TEXT EXCERPT:
((
If you think you might have migraine, see your
primary care practitioner, Mazuera suggested. “There is better understanding of
migraine within the primary care community in recent years and more knowledge
about the newer treatments,” he said.
But if you are not getting the help you need, you
might want to see a headache specialist or neurologist, said Dr Seniha
Ozudogru, a neurologist at Penn Medicine. People with migraine are also at
increased risk for other disorders, including heart disease, stroke, epilepsy,
anxiety, and depression.
Try lifestyle
changes and first-line treatments to start
If you have migraine,
consider keeping a headache diary, or downloading a migraine app, to identify
possible triggers. Women, for instance, often have migraine pain right before
their period; it can be treated in a variety of ways, including with an
estrogen patch, Cowan said. Other common migraine triggers include stress, too
much or too little sleep, caffeine, alcohol, weather changes, certain foods,
dehydration, light, and particular smells, according to the American Migraine
Foundation.
Often, triggers are partial and additive: You might
not get a migraine attack after drinking one glass of red wine, but a glass of
red wine and a bad night’s sleep might do it, Cowan said. A headache diary can
also help you identify your triggers and figure out if you have chronic
migraine, which is defined as having headaches on 15 or more days per month for
more than three months, and when at least eight of those headaches have
migraine-like features.
Based on your symptoms and their frequency, your
doctor may recommend a preventive migraine treatment to stop the headaches from
starting. These types of medicines include antidepressants like amitriptyline,
blood pressure medications such as propranolol, and epilepsy drugs including
valproate, Cowan said.
The problem with these drugs is that often “they
have nasty side effects,” Cowan said, so they are not always recommended or
tolerated. I briefly took propranolol to control my migraines, but every time I
exercised, I felt lightheaded and faint.
If you cannot get
relief, discuss new treatments with your doctor
Over the past five years, a handful of new drugs and devices have been
approved for prevention and acute treatment of migraine.
Many of these drugs block the activity of a
pain-related protein called CGRP, Ozudogru explained. These include, for
migraine prevention, monoclonal antibodies that are periodically injected or
administered intravenously. There are also pills, called gepants and ditans
(with brand names like Nurtec ODT, Ubrelvy and Reyvow) that can be taken at the
onset of migraine to block the activity of CGRP.
))
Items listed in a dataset
((
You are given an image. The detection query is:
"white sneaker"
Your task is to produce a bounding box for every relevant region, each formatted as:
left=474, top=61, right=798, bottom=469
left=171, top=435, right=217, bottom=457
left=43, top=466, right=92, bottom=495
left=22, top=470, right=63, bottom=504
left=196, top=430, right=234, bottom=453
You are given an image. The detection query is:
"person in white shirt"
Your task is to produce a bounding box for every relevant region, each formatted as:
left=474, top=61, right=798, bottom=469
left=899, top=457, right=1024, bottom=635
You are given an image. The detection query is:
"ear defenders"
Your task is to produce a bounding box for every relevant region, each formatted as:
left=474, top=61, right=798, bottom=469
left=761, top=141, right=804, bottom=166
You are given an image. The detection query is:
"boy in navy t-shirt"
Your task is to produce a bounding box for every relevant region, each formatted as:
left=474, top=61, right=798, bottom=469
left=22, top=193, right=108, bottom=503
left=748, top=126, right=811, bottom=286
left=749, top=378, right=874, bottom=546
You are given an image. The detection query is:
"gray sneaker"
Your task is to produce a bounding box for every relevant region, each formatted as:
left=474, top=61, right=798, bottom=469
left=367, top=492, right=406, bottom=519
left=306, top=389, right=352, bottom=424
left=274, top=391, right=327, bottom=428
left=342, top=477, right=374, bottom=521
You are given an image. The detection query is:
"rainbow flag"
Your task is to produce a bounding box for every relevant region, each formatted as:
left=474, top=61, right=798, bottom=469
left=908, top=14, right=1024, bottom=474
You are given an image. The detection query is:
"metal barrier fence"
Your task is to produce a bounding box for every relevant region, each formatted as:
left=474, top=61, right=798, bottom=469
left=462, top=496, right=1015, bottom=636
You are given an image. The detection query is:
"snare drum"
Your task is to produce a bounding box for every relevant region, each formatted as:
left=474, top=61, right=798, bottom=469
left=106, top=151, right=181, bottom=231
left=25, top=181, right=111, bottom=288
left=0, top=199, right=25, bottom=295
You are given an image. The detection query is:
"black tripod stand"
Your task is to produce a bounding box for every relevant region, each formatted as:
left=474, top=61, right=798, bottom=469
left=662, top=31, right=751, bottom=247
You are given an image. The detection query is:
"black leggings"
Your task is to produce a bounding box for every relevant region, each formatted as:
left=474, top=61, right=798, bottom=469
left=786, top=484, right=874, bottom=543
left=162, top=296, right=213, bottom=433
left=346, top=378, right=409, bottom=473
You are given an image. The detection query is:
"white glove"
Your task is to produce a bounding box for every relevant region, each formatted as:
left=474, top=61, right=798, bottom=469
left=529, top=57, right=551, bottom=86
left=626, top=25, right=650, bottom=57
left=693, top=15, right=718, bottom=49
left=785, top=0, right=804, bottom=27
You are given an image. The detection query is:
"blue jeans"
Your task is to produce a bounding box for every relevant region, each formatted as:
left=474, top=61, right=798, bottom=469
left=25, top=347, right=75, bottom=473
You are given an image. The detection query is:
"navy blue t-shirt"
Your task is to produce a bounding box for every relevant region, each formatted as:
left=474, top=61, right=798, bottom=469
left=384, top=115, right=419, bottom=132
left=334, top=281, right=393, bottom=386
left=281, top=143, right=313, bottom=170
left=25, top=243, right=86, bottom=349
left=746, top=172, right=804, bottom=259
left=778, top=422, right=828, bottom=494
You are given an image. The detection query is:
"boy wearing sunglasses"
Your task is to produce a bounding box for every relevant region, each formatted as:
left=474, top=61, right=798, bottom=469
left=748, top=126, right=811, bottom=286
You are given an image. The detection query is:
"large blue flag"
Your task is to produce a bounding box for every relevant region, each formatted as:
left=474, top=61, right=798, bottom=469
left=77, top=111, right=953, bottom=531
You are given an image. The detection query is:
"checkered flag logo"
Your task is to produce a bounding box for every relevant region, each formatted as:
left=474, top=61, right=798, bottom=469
))
EXERCISE DIRECTIONS:
According to the migraine text, how is chronic migraine defined?

SOLUTION TO THE EXERCISE:
Chronic migraine means having headaches on 15 or more days per month for more than three months, when at least eight of those headaches have migraine-like features.